EXERCISE DIRECTIONS: Count the lines in the entries below that contain the string "cloud", treating uppercase and lowercase as different. Reply with the number only.

Dataset extracts labeled with boxes:
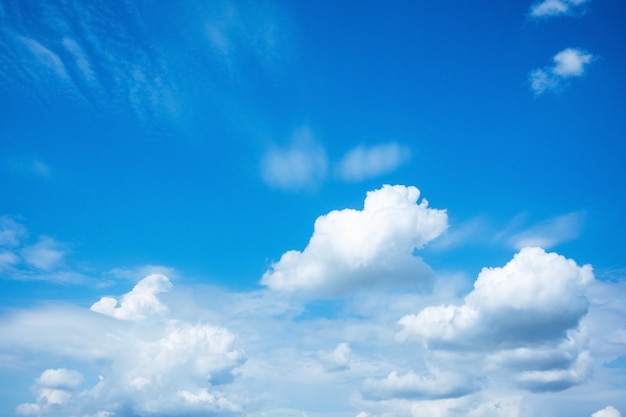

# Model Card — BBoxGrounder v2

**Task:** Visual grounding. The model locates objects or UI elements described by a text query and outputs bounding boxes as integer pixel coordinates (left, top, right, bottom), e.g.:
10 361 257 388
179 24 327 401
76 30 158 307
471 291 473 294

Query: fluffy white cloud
398 248 593 391
338 142 410 181
529 48 593 95
91 274 172 320
591 405 622 417
10 275 245 416
261 185 447 296
35 368 83 390
530 0 587 17
552 48 592 77
400 248 593 348
16 368 83 416
508 212 584 250
261 129 328 190
320 342 352 371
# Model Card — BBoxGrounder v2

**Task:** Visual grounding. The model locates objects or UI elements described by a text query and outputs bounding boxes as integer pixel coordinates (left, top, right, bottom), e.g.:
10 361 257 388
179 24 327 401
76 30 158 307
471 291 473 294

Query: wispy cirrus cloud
528 48 593 95
261 128 328 190
530 0 588 18
508 211 585 250
337 142 411 182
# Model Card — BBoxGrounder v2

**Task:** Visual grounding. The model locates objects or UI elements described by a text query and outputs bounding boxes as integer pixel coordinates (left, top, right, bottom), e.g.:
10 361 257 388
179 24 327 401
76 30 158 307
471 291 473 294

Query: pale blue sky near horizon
0 0 626 417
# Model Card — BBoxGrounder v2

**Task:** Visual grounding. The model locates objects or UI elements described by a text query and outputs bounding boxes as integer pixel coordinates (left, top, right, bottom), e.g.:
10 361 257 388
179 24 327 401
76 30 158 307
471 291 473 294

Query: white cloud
21 236 66 271
591 405 622 417
19 36 69 80
320 342 352 371
552 48 592 77
261 185 447 296
35 368 83 390
529 48 593 95
508 212 584 250
530 0 587 17
361 369 477 400
16 368 83 416
10 275 245 416
261 129 327 190
0 216 26 247
398 248 593 391
400 248 593 348
91 274 172 320
338 142 410 181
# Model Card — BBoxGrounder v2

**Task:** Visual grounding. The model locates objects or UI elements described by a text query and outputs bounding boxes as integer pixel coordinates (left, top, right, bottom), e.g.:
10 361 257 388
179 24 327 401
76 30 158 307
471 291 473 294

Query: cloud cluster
530 0 588 18
390 248 594 391
13 275 245 416
261 135 411 191
0 216 75 282
261 185 447 296
529 48 593 95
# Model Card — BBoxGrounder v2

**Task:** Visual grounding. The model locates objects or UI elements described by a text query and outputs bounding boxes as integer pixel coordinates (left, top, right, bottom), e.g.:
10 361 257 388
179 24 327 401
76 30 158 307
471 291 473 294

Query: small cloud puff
91 274 172 320
21 236 66 271
261 129 328 190
320 342 352 372
530 0 588 18
337 142 410 181
398 248 594 391
14 275 246 417
591 405 622 417
261 185 448 297
15 368 83 416
529 48 593 95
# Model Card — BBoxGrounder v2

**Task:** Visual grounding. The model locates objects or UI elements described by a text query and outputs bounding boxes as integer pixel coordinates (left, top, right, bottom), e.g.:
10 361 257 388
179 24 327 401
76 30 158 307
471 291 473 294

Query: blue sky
0 0 626 417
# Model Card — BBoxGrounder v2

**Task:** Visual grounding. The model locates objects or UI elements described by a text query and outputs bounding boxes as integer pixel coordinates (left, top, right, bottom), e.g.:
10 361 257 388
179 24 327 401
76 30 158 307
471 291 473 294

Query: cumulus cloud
591 405 622 417
261 185 447 296
337 142 410 181
0 216 26 247
10 275 245 416
529 48 593 95
398 248 594 391
261 129 328 190
320 342 352 371
400 248 593 348
530 0 588 18
509 212 584 250
91 274 172 320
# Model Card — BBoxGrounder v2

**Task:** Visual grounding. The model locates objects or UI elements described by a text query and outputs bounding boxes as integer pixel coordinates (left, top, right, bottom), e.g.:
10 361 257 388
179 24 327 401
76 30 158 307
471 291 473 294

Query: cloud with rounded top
529 48 593 95
397 248 594 391
14 274 246 417
530 0 588 18
91 274 172 320
261 185 448 297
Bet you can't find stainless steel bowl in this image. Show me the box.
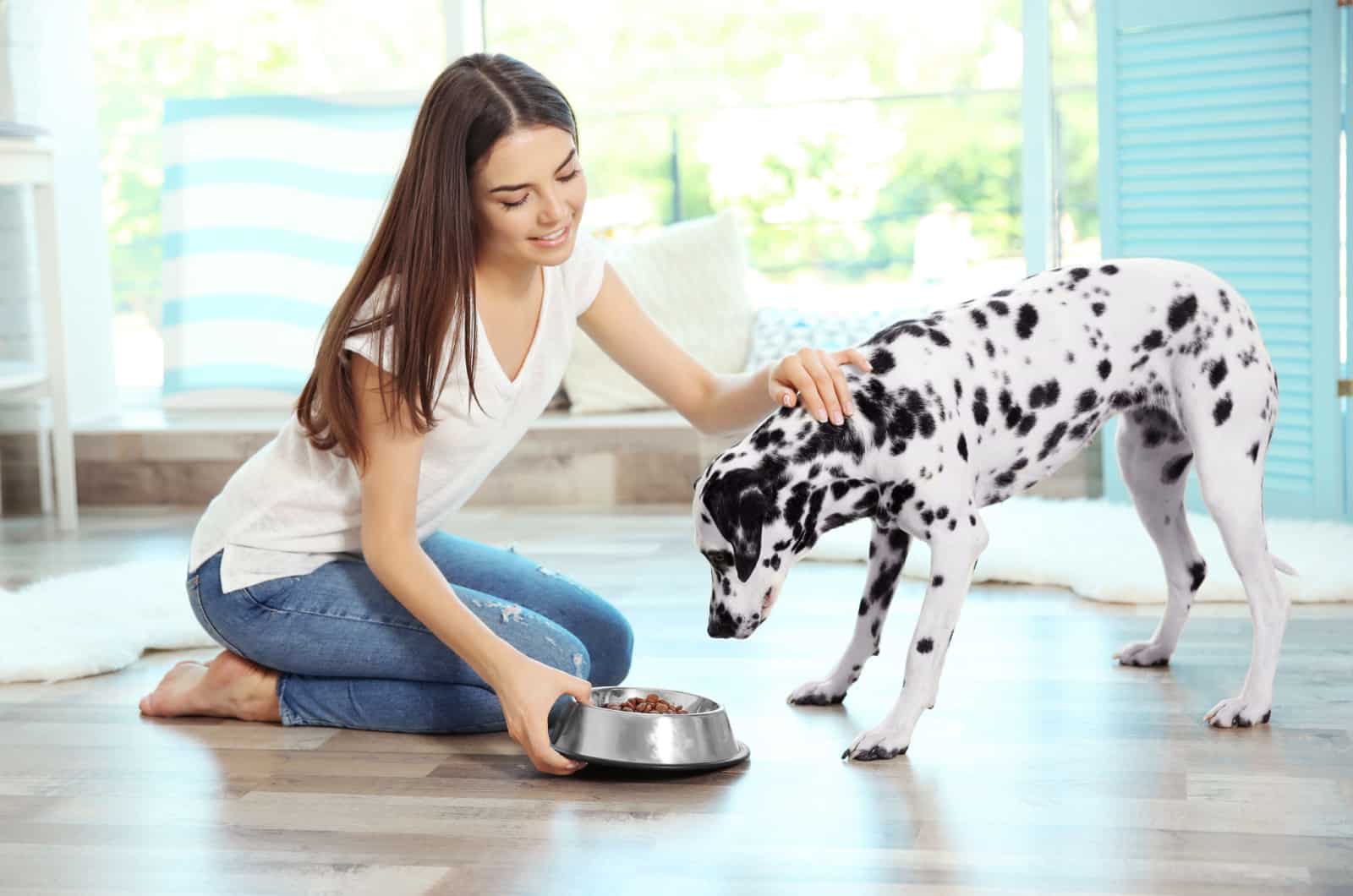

WRITTEN ANSWER: 7